# Spark SQL Operations

Data for this notebook is from the **yelp-data-challenge**: https://www.yelp.com/dataset_challenge/

In [None]:
## Import core libraries

import numpy as np
import json
import pickle
import shutil
# import seaborn as sns
from time import mktime
from datetime import datetime
from pyspark.ml.feature import StringIndexer, StandardScaler, IndexToString
from pyspark.ml.evaluation import RegressionEvaluator
from pyspark.ml.recommendation import ALS, ALSModel
from pyspark.ml.tuning import ParamGridBuilder
from pyspark.sql import Row
from pyspark.sql.functions import UserDefinedFunction, stddev
from pyspark.sql.functions import * # array, desc, asc, mean
from pyspark.sql.types import StructType, StructField, StringType, DoubleType, DateType, IntegerType
# %matplotlib inline

## set up configuration for both py2 and py3

from __future__ import print_function
import sys
if sys.version[0] == 3:
    xrange = range

## Checking Spark Version and Configuration

Once you run the chunk above, the notebook will create a few Spark configuration variables for you. The primary variable is the SparkSession variable defined as spark.

> _Material_
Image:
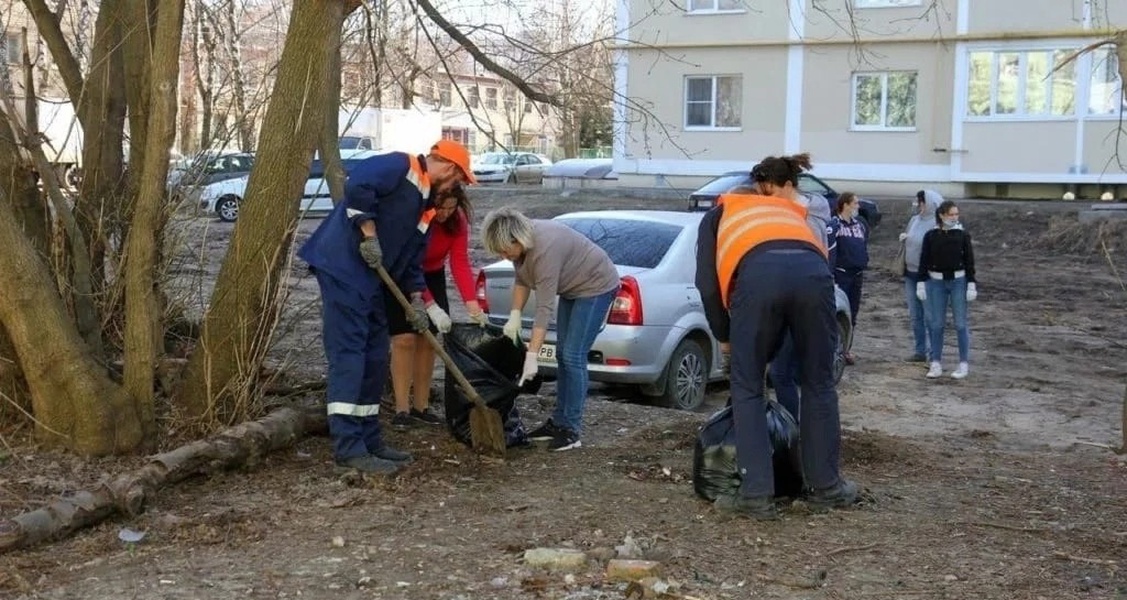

> _Set problem 1_
According to the Spark SQL notebook, what is the primary Spark configuration variable it creates, and how is that variable defined?
> _Set problem 2_
Set down the passage of the Spark SQL notebook between "## set up configuration" and "defined as spark.", inclusive.

> _Exercise response 1_
The primary variable is the SparkSession variable, defined as spark.

> _Exercise response 2_
## set up configuration for both py2 and py3

from __future__ import print_function
import sys
if sys.version[0] == 3:
    xrange = range

## Checking Spark Version and Configuration

Once you run the chunk above, the notebook will create a few Spark configuration variables for you. The primary variable is the SparkSession variable defined as spark.